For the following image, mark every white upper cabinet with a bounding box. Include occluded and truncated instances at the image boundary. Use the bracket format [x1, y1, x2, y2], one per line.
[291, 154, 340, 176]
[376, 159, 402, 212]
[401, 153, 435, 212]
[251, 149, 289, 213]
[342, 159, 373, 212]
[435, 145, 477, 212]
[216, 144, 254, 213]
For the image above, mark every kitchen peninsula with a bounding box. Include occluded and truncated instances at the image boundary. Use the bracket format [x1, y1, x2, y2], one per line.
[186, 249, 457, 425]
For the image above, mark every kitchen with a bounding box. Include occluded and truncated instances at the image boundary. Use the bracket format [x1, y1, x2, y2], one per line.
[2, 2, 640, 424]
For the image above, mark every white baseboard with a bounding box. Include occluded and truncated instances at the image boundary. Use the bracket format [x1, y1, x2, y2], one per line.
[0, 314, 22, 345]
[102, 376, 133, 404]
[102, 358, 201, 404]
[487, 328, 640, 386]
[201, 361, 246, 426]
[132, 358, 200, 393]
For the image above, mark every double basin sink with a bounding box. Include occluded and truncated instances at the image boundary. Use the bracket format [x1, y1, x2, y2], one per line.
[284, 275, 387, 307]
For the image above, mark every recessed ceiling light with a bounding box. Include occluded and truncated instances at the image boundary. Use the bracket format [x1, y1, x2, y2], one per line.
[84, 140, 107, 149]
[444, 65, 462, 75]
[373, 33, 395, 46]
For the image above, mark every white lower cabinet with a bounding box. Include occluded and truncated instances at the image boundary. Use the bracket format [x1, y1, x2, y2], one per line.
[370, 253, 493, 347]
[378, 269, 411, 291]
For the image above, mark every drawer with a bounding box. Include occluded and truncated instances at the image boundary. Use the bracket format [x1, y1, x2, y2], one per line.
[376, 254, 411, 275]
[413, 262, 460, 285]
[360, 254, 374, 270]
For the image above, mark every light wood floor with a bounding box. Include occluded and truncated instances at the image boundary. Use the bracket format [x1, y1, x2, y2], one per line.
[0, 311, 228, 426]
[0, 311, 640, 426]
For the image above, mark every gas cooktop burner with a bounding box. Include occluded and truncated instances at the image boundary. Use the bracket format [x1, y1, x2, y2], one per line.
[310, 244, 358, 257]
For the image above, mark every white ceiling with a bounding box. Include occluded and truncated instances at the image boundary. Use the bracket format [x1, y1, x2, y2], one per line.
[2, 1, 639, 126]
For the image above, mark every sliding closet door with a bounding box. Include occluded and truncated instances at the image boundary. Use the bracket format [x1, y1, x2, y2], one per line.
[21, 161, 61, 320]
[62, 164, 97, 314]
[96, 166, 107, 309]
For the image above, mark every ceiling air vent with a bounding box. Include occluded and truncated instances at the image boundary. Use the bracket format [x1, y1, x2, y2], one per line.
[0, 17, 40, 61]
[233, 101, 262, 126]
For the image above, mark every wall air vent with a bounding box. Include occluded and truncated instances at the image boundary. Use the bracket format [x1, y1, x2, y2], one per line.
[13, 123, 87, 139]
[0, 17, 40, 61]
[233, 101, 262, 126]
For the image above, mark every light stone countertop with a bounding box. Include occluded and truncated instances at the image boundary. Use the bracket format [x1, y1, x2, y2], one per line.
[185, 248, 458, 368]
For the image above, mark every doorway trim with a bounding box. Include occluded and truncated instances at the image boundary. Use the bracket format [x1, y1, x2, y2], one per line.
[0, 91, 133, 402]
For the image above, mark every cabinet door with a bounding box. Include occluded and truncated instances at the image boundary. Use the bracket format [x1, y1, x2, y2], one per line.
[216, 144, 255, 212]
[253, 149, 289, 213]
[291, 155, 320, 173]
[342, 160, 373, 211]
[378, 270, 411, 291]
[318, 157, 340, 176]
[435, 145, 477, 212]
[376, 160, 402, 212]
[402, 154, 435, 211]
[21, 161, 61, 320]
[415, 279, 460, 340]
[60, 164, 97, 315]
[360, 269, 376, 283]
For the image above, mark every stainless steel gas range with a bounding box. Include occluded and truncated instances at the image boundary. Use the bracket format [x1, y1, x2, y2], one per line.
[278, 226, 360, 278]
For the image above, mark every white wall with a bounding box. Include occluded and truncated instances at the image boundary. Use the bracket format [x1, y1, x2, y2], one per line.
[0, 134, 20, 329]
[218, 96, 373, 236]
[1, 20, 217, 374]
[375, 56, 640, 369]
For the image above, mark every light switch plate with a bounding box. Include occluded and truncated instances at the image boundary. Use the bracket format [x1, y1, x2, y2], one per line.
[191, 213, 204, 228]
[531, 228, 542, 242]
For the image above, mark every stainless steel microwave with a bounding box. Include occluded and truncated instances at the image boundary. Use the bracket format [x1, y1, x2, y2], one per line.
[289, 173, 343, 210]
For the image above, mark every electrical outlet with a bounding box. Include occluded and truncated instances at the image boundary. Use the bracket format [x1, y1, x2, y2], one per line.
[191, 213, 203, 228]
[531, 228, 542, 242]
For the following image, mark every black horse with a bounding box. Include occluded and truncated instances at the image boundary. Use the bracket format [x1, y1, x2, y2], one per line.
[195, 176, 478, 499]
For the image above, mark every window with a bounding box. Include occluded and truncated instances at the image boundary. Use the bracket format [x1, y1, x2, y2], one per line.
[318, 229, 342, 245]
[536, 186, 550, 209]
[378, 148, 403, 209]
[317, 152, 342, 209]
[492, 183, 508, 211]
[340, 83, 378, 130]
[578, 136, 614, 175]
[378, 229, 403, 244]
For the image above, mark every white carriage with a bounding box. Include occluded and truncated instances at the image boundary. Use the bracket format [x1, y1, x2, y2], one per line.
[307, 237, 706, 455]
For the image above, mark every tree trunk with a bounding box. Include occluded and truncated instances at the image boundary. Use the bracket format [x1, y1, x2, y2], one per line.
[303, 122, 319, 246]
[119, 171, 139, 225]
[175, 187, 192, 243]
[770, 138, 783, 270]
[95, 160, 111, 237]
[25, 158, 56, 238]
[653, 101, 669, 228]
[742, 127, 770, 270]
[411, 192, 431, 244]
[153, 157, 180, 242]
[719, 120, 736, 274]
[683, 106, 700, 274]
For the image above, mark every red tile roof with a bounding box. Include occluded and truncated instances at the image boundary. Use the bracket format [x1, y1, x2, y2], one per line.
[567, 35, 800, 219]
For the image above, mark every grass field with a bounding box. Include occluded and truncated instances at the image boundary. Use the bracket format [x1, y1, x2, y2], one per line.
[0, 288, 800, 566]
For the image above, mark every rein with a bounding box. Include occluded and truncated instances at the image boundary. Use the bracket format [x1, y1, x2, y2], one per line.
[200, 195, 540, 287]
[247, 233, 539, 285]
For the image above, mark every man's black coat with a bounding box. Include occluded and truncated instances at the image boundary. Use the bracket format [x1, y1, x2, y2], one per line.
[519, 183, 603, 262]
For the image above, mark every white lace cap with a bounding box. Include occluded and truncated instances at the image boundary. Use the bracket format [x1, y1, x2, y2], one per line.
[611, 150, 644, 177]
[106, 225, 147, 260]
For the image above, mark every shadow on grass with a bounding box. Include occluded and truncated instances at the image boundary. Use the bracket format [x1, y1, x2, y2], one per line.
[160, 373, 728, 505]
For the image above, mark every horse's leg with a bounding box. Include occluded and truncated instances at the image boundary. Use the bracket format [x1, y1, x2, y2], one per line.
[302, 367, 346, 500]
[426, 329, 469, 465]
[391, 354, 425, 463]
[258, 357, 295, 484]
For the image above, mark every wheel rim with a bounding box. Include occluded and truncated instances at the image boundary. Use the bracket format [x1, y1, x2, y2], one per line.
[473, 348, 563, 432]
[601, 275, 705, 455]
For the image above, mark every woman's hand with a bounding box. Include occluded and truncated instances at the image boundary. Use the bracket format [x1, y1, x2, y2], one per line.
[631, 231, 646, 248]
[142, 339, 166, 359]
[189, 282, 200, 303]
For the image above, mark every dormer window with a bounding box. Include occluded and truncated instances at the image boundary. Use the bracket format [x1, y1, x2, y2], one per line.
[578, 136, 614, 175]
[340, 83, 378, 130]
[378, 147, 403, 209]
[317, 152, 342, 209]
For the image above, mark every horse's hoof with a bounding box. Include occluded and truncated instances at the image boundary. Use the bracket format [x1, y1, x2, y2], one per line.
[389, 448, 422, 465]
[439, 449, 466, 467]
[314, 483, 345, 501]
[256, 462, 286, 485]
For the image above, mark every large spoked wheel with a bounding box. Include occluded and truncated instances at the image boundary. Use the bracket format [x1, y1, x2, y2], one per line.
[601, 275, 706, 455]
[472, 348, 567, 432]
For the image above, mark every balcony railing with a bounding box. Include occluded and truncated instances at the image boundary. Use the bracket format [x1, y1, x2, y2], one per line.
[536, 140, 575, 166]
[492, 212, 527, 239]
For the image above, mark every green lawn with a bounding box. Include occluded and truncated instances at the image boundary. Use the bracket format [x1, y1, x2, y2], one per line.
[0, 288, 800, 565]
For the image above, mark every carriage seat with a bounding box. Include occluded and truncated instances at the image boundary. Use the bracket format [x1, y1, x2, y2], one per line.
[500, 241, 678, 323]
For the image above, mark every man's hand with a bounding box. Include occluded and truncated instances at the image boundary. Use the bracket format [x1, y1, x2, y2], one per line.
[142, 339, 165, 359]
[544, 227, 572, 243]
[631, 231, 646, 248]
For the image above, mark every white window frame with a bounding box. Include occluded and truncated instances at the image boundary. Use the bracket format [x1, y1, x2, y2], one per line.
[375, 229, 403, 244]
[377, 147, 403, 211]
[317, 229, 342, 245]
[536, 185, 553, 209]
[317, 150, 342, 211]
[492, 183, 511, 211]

### EXERCISE INSTRUCTIONS
Rewrite the material from the line that contains "For the image above, mark every man's hand" through the end of the material, changing "bounding box" to "rectangle" and keeping everything else the same.

### EXERCISE OUTPUT
For the image above, mark every man's hand with a rectangle. Include occluded and truncated instances at the image boundary. Use the bracket format [x1, y1, x2, y2], one per line.
[142, 339, 165, 359]
[544, 227, 572, 243]
[631, 231, 646, 248]
For the image above, mark every white window frame with a rectangle. Include occluded and truncated instances at the image boundary. Use the bracket format [x1, y1, x2, y2], one per line.
[375, 229, 403, 244]
[377, 147, 403, 211]
[317, 229, 342, 245]
[536, 185, 553, 209]
[317, 150, 342, 211]
[492, 183, 511, 211]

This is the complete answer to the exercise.